STATED GOAL
Reproduce every line of the following material verbatim, omitting the pictures.

MATERIAL FOR THIS TASK
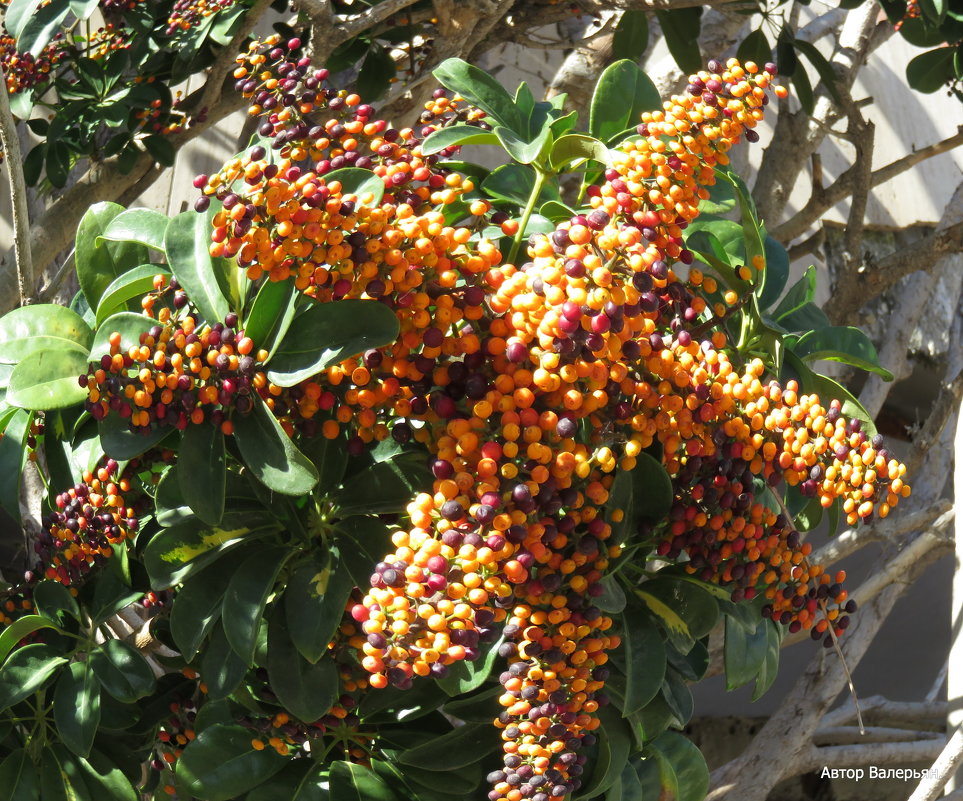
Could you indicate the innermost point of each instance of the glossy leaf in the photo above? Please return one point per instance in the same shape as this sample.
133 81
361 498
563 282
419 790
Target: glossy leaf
99 261
482 90
222 668
841 344
383 487
124 288
177 552
457 749
197 605
644 659
302 780
202 471
359 183
119 442
456 136
271 314
122 671
744 652
631 35
622 93
271 455
680 28
328 333
145 226
186 243
20 628
246 596
221 764
19 780
43 326
76 706
304 689
48 379
314 602
27 670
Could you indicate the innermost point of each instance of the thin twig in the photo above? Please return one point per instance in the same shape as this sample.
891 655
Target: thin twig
10 142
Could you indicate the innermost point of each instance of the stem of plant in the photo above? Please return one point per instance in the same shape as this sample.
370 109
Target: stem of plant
540 177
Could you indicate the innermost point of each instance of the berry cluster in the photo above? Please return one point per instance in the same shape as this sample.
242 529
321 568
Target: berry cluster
532 384
187 14
178 374
90 518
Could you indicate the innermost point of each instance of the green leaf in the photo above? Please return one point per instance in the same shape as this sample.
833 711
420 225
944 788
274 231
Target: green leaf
202 471
77 707
186 242
745 651
122 671
681 27
575 148
841 344
246 597
222 668
688 765
221 764
770 666
384 487
631 36
358 182
197 605
119 442
271 314
644 659
755 47
615 744
302 780
51 599
452 751
40 27
100 261
304 689
799 294
823 67
328 333
18 778
803 90
643 493
482 90
622 93
106 780
27 670
377 70
686 611
124 288
456 136
464 677
44 326
20 628
522 150
314 602
13 455
271 455
48 379
145 226
775 275
180 551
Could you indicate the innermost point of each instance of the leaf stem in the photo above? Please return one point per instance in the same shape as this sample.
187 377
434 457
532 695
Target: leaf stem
540 177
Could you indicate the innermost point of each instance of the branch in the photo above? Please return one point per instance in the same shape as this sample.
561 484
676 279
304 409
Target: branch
219 70
823 199
10 142
855 288
950 758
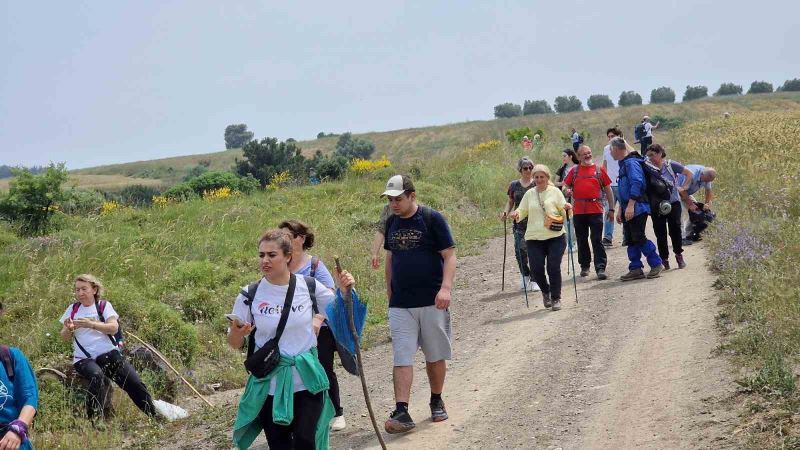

CORRECT RESPONSE
Could you indicate the innermost point of each instance of the glossy leaf in the photo above? Please return one point per instance in the same shape as this sample.
133 81
361 498
563 282
419 790
Target: glossy leaf
99 261
482 90
222 668
841 344
383 487
124 288
177 552
457 749
197 605
644 659
302 780
202 471
359 183
119 442
456 136
271 314
122 671
744 652
631 35
622 93
271 455
680 28
328 333
145 226
186 243
20 628
246 596
221 764
19 780
43 326
76 706
304 689
48 379
314 602
27 670
Could you indicate the innermost point of each instance of the thin twig in the photo above? Please return one point per instance in the same shape as this sample.
891 655
Target: thin twig
10 142
Could you indicate the innermost point of each instance of the stem of plant in the photo above? Please return one point per instance in the same shape as this sample.
370 109
Target: stem of plant
540 177
Could you indicate the innermost point of each instance of the berry cluster in the photo above? Please return one point per instance in the same shape as this sample.
242 529
321 568
Target: berry cluster
532 384
187 14
178 374
90 518
Could you indicate the innermost point of each instance of the green leaf in the photo above? Please return one point per instance in the same shape as this sample.
833 711
420 225
944 788
274 231
Target: green leaf
202 471
77 707
186 242
745 651
122 671
681 27
575 148
841 344
246 597
222 668
688 765
221 764
770 666
384 487
631 36
358 182
197 605
119 442
271 314
644 659
755 47
615 744
302 780
51 599
452 751
40 27
100 261
304 689
799 294
823 67
328 333
18 778
803 90
643 493
482 90
622 93
106 780
27 670
377 70
686 611
124 288
456 136
464 677
44 326
20 628
522 150
314 602
13 455
271 455
48 379
145 226
775 275
180 551
Could you indicate the innermost point of each instance of the leaf stem in the photo above? Please return one point per instance in the same shape as this sample.
187 377
434 457
532 695
Target: leaf stem
540 177
Could you indicate the innermost point of each instance of the branch in the photo above? Please return one point per instance in the same shape as this sample.
561 484
676 279
304 409
Target: branch
219 70
823 199
10 142
855 288
950 758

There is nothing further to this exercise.